== Exercise ==
Which lines belong in the answer? Exactly those from the line containing "supposedly the asphalt" through the last line of the records below, repeated as written.

== Material for this task ==

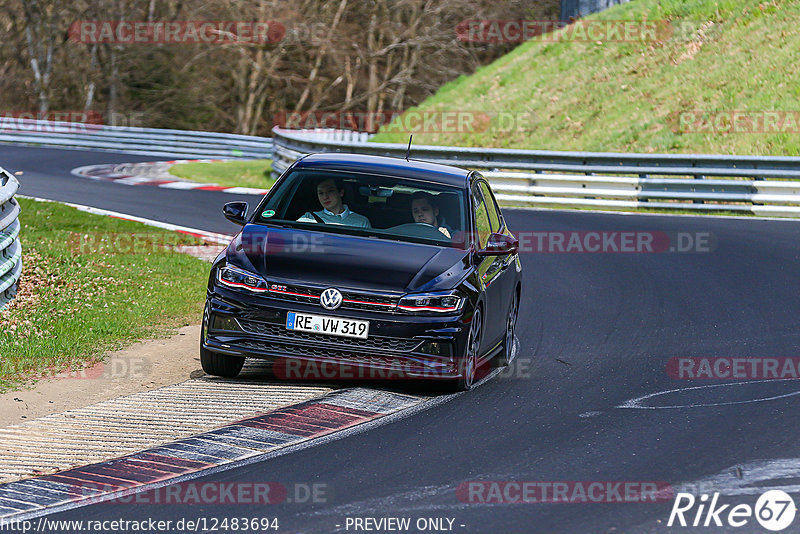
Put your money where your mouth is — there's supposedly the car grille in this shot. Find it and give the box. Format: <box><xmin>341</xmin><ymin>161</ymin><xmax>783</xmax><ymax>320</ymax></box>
<box><xmin>340</xmin><ymin>291</ymin><xmax>397</xmax><ymax>311</ymax></box>
<box><xmin>236</xmin><ymin>319</ymin><xmax>422</xmax><ymax>352</ymax></box>
<box><xmin>265</xmin><ymin>283</ymin><xmax>399</xmax><ymax>312</ymax></box>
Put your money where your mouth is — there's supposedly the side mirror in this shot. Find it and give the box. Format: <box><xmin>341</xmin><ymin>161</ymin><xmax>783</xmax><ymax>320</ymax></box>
<box><xmin>478</xmin><ymin>233</ymin><xmax>519</xmax><ymax>256</ymax></box>
<box><xmin>223</xmin><ymin>201</ymin><xmax>248</xmax><ymax>226</ymax></box>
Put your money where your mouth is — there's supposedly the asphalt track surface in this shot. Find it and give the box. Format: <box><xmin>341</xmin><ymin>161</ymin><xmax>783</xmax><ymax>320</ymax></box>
<box><xmin>0</xmin><ymin>145</ymin><xmax>248</xmax><ymax>235</ymax></box>
<box><xmin>4</xmin><ymin>145</ymin><xmax>800</xmax><ymax>533</ymax></box>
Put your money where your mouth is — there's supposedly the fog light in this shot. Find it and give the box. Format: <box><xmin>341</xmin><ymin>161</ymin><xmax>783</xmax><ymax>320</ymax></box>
<box><xmin>211</xmin><ymin>315</ymin><xmax>242</xmax><ymax>331</ymax></box>
<box><xmin>418</xmin><ymin>341</ymin><xmax>453</xmax><ymax>358</ymax></box>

== Task output ==
Put your money where your mouth is — there's supposedly the asphalt track surface in this shot. Find it and give the box. Format: <box><xmin>341</xmin><ymin>161</ymin><xmax>783</xmax><ymax>320</ymax></box>
<box><xmin>0</xmin><ymin>145</ymin><xmax>248</xmax><ymax>235</ymax></box>
<box><xmin>4</xmin><ymin>145</ymin><xmax>800</xmax><ymax>533</ymax></box>
Put your money where your mouth is — there's supposedly the fog light in this shot. Find it and give the box. Format: <box><xmin>341</xmin><ymin>161</ymin><xmax>783</xmax><ymax>320</ymax></box>
<box><xmin>211</xmin><ymin>315</ymin><xmax>242</xmax><ymax>331</ymax></box>
<box><xmin>418</xmin><ymin>341</ymin><xmax>453</xmax><ymax>358</ymax></box>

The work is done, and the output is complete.